SET EXERCISE -
Exactly reproduce the lines from the line that has "the woman's closed" down to the last line of the entries, inclusive.

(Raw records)
-- begin --

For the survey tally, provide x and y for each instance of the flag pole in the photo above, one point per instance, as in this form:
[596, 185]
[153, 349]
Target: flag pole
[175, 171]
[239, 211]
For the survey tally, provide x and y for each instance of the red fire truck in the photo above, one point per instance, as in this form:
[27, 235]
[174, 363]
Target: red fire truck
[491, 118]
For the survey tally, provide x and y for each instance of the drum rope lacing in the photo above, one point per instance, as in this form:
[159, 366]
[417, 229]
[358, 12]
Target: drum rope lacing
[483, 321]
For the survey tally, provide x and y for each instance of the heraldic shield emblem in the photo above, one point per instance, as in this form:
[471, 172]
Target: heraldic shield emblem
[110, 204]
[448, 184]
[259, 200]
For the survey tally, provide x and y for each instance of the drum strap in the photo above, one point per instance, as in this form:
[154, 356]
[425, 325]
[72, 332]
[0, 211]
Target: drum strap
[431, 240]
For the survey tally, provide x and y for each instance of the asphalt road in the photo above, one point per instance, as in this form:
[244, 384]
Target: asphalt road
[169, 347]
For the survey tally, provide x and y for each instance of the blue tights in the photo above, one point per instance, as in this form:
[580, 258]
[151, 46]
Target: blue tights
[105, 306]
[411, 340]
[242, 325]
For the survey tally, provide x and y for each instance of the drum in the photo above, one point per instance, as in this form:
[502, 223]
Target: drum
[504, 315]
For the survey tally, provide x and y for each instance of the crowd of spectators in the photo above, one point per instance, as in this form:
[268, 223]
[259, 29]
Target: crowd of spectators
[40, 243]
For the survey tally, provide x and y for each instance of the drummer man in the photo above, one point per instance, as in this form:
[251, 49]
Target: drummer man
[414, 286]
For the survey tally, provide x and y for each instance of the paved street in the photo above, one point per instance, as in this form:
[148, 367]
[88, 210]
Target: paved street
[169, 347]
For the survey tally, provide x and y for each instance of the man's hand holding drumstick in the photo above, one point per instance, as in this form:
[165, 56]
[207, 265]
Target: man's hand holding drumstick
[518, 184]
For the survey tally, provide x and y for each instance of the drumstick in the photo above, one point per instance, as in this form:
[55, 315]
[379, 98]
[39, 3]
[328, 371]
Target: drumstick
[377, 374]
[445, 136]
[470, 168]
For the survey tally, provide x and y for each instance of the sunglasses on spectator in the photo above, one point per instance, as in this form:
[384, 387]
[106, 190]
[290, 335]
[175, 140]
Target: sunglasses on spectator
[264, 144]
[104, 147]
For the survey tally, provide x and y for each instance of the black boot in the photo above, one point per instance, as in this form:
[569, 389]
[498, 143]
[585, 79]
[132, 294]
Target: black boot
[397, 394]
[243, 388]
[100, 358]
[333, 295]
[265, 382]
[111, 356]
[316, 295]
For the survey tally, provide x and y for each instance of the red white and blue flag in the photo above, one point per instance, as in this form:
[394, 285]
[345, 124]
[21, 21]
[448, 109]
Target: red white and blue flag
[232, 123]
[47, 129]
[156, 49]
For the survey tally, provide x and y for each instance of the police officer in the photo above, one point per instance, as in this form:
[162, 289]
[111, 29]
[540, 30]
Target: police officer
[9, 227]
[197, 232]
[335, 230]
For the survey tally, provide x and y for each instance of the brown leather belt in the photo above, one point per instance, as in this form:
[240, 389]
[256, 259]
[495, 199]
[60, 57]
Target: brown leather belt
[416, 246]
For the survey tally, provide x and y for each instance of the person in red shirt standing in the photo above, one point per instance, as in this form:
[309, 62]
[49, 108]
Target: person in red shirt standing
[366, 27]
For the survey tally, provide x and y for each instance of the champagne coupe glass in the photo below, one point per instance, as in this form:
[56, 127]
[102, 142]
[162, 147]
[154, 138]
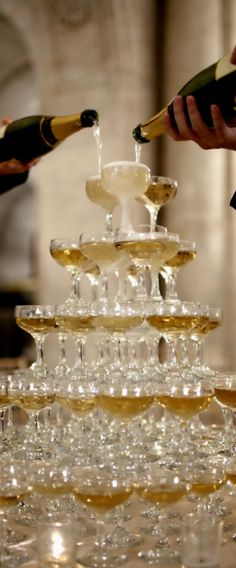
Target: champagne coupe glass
[161, 487]
[39, 321]
[100, 491]
[51, 483]
[117, 323]
[66, 252]
[145, 248]
[160, 191]
[174, 320]
[33, 396]
[97, 194]
[99, 247]
[186, 253]
[213, 319]
[77, 394]
[225, 395]
[78, 323]
[186, 399]
[126, 181]
[207, 477]
[14, 489]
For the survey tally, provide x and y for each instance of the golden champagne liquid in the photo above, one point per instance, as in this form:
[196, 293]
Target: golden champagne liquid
[11, 500]
[118, 323]
[173, 324]
[144, 251]
[68, 257]
[35, 401]
[158, 193]
[77, 404]
[210, 326]
[102, 253]
[39, 324]
[171, 249]
[52, 491]
[181, 258]
[4, 399]
[73, 324]
[102, 499]
[231, 476]
[162, 495]
[205, 487]
[125, 180]
[185, 407]
[124, 407]
[226, 396]
[97, 194]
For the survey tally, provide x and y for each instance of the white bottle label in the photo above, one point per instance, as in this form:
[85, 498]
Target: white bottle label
[2, 131]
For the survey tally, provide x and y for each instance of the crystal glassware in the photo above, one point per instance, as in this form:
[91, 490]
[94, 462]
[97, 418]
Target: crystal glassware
[97, 194]
[146, 249]
[160, 191]
[126, 181]
[101, 492]
[162, 488]
[66, 252]
[169, 271]
[100, 248]
[39, 321]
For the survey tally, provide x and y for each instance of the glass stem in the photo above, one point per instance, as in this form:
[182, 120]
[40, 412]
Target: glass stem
[109, 219]
[39, 343]
[197, 348]
[170, 279]
[155, 285]
[80, 351]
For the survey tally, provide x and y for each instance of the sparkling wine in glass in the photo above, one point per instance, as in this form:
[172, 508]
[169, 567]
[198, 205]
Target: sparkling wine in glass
[100, 492]
[39, 321]
[126, 181]
[169, 271]
[66, 252]
[97, 194]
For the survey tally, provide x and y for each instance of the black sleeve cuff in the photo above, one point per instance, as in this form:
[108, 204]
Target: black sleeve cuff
[7, 182]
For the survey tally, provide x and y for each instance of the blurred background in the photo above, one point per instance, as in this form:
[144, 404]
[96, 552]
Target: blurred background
[126, 59]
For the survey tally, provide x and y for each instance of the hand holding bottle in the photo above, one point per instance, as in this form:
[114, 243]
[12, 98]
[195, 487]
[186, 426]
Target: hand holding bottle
[195, 129]
[13, 166]
[220, 136]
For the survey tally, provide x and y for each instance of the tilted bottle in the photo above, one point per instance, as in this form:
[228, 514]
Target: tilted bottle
[214, 85]
[33, 136]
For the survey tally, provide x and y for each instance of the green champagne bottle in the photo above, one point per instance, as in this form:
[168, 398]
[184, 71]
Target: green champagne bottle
[214, 85]
[33, 136]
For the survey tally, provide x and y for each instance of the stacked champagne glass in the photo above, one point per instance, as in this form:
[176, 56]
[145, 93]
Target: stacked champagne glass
[125, 425]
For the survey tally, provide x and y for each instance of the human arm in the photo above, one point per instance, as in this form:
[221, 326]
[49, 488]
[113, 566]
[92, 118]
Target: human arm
[13, 172]
[220, 136]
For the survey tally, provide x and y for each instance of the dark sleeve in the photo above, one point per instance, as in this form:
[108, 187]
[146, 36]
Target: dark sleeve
[233, 201]
[9, 181]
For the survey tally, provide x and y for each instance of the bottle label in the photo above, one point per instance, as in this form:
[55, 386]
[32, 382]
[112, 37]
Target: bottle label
[224, 67]
[2, 131]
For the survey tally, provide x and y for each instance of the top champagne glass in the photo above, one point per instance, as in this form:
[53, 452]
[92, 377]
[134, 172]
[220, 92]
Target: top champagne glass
[97, 194]
[66, 252]
[125, 180]
[159, 192]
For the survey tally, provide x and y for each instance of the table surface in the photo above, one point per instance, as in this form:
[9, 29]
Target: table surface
[137, 523]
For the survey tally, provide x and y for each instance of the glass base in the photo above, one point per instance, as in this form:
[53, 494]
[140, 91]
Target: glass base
[123, 539]
[160, 555]
[101, 559]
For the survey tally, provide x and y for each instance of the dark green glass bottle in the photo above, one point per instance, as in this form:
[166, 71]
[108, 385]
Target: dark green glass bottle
[33, 136]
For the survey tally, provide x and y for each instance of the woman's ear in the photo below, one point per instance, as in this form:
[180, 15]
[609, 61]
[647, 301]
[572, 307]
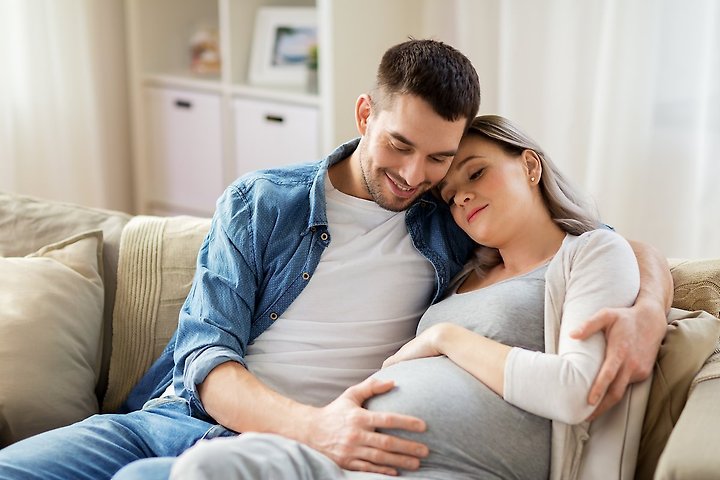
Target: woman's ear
[533, 166]
[363, 109]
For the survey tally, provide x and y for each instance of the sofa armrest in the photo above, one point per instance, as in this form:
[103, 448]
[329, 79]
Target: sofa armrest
[691, 451]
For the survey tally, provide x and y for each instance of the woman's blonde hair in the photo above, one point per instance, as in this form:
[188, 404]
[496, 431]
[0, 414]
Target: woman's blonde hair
[570, 210]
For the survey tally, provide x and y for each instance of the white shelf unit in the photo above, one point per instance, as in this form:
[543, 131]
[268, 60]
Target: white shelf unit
[184, 157]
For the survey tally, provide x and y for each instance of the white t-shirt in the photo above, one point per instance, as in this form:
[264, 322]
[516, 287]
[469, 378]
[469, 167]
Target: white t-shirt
[362, 303]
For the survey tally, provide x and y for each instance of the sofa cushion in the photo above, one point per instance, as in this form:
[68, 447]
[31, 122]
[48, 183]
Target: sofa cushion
[697, 284]
[156, 267]
[28, 223]
[690, 340]
[51, 307]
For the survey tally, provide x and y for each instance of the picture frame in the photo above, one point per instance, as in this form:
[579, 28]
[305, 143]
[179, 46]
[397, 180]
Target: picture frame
[282, 43]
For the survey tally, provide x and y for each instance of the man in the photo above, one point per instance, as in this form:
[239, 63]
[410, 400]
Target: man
[308, 279]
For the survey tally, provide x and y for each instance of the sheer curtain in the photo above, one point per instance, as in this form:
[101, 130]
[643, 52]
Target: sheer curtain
[624, 95]
[64, 130]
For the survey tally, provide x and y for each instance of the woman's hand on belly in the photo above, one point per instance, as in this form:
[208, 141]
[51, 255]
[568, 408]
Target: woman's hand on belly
[424, 345]
[480, 356]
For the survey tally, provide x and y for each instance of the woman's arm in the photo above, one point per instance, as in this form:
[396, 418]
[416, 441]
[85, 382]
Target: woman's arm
[633, 334]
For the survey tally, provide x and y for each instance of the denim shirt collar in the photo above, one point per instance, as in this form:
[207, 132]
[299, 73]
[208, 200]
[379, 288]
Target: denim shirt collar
[318, 205]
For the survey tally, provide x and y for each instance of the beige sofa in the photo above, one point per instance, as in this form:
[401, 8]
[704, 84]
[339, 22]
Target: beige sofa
[76, 305]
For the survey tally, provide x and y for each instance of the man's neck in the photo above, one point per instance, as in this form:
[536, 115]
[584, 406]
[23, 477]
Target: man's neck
[346, 176]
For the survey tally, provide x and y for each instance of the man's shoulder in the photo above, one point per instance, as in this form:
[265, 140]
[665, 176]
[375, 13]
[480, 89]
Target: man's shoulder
[303, 174]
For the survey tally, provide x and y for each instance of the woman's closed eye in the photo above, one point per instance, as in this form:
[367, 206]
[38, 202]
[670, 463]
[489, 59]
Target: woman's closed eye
[476, 174]
[399, 148]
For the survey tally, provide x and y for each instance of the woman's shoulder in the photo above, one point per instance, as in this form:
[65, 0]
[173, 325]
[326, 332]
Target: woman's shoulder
[593, 240]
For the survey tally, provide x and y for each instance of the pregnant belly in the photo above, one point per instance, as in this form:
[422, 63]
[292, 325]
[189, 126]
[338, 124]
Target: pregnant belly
[470, 429]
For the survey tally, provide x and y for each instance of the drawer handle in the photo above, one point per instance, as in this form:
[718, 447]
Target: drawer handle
[274, 118]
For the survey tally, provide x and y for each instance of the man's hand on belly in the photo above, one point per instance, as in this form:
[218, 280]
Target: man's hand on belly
[346, 432]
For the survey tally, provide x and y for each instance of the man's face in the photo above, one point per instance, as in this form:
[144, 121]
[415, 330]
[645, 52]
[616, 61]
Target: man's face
[406, 149]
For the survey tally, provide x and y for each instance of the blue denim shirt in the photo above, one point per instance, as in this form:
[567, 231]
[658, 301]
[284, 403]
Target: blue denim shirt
[267, 236]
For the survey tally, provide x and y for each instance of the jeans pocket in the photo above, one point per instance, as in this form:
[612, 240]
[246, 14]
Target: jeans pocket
[170, 400]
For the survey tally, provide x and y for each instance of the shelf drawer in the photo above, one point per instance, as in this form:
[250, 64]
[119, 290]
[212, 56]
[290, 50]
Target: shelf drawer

-- end --

CORRECT RESULT -
For the survey tally, provide x and y for each instance of the woman's closed eye in the photo above, one point per instance, as in this form:
[367, 206]
[38, 202]
[670, 463]
[489, 59]
Target: woman's closed eye
[476, 174]
[399, 148]
For the survey tally, provide x and y for each instance of the woman's shoulder in the photo above, one point per instance, as in this form:
[65, 0]
[173, 325]
[326, 332]
Target: woman's shoulder
[593, 240]
For the survey tally, provide x and y for each instance of the pregnant belly in the photo above, one point per instance, as in this form:
[422, 63]
[292, 325]
[189, 126]
[338, 124]
Target: pregnant belly
[470, 429]
For the survey tally, provide x and y for each instance of the drawer handle in the photo above, one point per instance, as in this form:
[718, 447]
Target: drawer handle
[274, 118]
For the survey tally, provide x and y for each instance of the man's hand on belly in the photo above, one point per instance, as in this form:
[218, 280]
Target: man's hand on belly
[346, 432]
For the survey tally, provide x and y for each instance of the man's face in the photo above, one point per instance, as in this form:
[144, 121]
[415, 330]
[645, 52]
[616, 61]
Target: man's face
[406, 149]
For the survey tally, provide x and y for each instance of the blue denim shirt in the photo above, one point per instance, as in this form:
[567, 231]
[658, 301]
[284, 403]
Target: blue denim shirt
[267, 236]
For the survey tally, provide x and y for each instance of the jeans pocket in the photo above, one point per instance, as in this form:
[612, 240]
[246, 14]
Target: jeans pocket
[170, 400]
For the survey tally, provide x and y for each instance of the shelf drawer in the photo above, one point per instance, as in this form:
[250, 64]
[119, 290]
[212, 56]
[290, 50]
Target: shelf drawer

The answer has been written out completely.